INSTRUCTION: Beneath this sentence is a set of records; write each of them out exactly.

(Dataset rows)
__________
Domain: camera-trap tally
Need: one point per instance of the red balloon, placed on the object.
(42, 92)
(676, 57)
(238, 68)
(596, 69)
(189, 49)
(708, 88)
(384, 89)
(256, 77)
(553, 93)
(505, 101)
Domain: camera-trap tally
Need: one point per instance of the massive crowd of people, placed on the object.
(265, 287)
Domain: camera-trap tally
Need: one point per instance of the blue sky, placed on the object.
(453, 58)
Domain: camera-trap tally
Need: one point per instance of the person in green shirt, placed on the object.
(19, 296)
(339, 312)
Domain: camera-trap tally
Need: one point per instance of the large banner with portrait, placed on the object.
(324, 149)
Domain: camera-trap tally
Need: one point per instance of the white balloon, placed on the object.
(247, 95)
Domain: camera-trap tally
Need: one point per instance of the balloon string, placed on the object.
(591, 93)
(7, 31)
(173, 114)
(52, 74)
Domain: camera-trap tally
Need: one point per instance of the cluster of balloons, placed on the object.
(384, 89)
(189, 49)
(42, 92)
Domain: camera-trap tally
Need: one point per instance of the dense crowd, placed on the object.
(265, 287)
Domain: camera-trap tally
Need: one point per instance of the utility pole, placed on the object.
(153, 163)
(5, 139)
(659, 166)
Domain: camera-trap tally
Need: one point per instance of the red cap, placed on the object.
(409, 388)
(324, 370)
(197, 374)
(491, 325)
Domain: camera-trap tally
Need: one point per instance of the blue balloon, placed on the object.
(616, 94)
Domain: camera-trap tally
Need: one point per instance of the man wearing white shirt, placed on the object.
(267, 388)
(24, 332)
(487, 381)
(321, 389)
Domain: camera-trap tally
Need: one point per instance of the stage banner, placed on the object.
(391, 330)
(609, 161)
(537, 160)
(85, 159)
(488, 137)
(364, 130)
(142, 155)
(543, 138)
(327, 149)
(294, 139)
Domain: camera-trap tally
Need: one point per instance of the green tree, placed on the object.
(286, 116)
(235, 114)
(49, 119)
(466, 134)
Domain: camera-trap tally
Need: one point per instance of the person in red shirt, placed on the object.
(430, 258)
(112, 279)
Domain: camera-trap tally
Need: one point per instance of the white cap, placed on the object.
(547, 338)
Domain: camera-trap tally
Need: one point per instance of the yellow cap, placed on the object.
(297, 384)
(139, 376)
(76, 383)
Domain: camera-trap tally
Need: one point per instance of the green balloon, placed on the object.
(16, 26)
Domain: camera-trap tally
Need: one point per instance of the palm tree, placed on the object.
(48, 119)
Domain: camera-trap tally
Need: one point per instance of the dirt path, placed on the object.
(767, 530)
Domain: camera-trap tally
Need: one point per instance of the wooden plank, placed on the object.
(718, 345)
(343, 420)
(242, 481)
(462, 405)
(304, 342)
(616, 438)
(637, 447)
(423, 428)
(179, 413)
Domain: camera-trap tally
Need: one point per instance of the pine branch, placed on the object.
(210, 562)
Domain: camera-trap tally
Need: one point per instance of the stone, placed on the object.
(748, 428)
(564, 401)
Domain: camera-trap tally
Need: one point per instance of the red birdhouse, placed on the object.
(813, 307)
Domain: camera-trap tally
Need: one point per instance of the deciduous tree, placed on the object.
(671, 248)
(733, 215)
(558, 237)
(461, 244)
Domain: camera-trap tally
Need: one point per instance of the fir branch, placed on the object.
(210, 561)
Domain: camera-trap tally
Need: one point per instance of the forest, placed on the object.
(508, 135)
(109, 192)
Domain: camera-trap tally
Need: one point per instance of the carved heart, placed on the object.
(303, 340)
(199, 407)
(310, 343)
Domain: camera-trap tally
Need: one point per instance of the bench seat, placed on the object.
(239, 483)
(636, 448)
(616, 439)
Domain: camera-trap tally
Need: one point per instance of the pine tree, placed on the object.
__________
TASK OUTPUT:
Domain: camera-trap tally
Need: one point per instance of the red balloon, placed on the object.
(42, 92)
(676, 57)
(238, 68)
(596, 69)
(189, 49)
(708, 88)
(384, 89)
(256, 77)
(553, 93)
(505, 101)
Domain: camera-trap tally
Need: one point per instance of the massive crowd of people, placed on the object.
(265, 287)
Domain: camera-trap tally
Need: one point per instance of the blue sky, placed on the object.
(453, 58)
Domain: camera-trap tally
Need: one point per instance of the person in green shirt, placed on the object.
(19, 296)
(339, 312)
Domain: camera-trap tally
Need: one point per instance of the large banner with portrait, placed on the object.
(324, 149)
Domain: camera-trap tally
Need: one point per instance of the white balloon, placed on the object.
(247, 95)
Domain: camera-trap tally
Need: one point per instance of the balloon string, placed on the object.
(591, 93)
(7, 31)
(173, 114)
(52, 74)
Domain: camera-trap tally
Need: one point per instance of the cluster of balloons, placed on the object.
(384, 89)
(189, 49)
(42, 92)
Domain: camera-trap tally
Need: one point per instance of the dense crowd, placed on the object.
(265, 287)
Domain: camera-trap tally
Need: one point per instance of the utility pole, placed on the object.
(153, 163)
(5, 139)
(659, 166)
Domain: camera-trap tally
Need: one point per instance of the red cap, placed on the object.
(409, 388)
(324, 370)
(197, 374)
(491, 325)
Domain: camera-trap tally
Need: one point per instance of the blue balloon, placed on the object.
(616, 94)
Domain: camera-trap tally
Need: one point per instance of the man wearing white shirt, placed on the object.
(267, 388)
(24, 332)
(487, 381)
(321, 389)
Domain: camera-trap tally
Need: one point per instance of the stage banner, placed on the object.
(391, 330)
(609, 161)
(537, 160)
(85, 159)
(488, 137)
(364, 130)
(142, 155)
(543, 138)
(327, 149)
(294, 139)
Domain: camera-trap tally
Need: one point per instance of the green tree, placed on the object.
(286, 116)
(235, 114)
(49, 119)
(466, 134)
Domain: camera-trap tally
Need: one point per instance of the person in red shirt, placed on the object.
(430, 258)
(112, 279)
Domain: camera-trap tally
Need: one point per instance of the white cap, placed on the object.
(547, 338)
Domain: camera-trap tally
Need: one point per instance of the yellow cap, placed on the object.
(297, 384)
(139, 376)
(76, 383)
Domain: camera-trap tally
Need: one point per instance of the green balloon, placed on the object.
(16, 26)
Domain: camera-trap tally
Need: one point per instance of the palm tree, placed on the object.
(48, 119)
Domain: camera-trap tally
Need: one point per instance of the dirt path, placed on the object.
(767, 530)
Domain: camera-trap tally
Need: one point per instance of the wooden plank, placed on the object.
(718, 345)
(343, 420)
(242, 481)
(462, 405)
(304, 342)
(616, 438)
(637, 447)
(423, 428)
(179, 413)
Domain: camera-trap tally
Need: one point per instance of the pine branch, placed on the object.
(210, 562)
Domain: camera-trap tally
Need: one point per instance of the stone, placed on the object.
(748, 428)
(564, 401)
Domain: camera-trap tally
Need: one point per instance of the red birdhouse, placed on the object.
(813, 307)
Domain: camera-trap tally
Need: one point per instance of the deciduous tree, placed on the object.
(671, 248)
(733, 215)
(558, 237)
(461, 244)
Domain: camera-trap tally
Need: one point per instance of the fir branch, placed on the object.
(210, 561)
Domain: camera-trap tally
Need: one point per instance of the forest, placed on the object.
(508, 135)
(109, 192)
Domain: camera-trap tally
Need: one point per instance of the carved heart, placed on the object.
(303, 340)
(199, 407)
(310, 343)
Domain: camera-trap tally
Need: one point per instance of the bench seat, placed on the object.
(239, 483)
(636, 448)
(616, 439)
Domain: camera-trap tally
Need: one point per instance of the pine tree, placed on the object.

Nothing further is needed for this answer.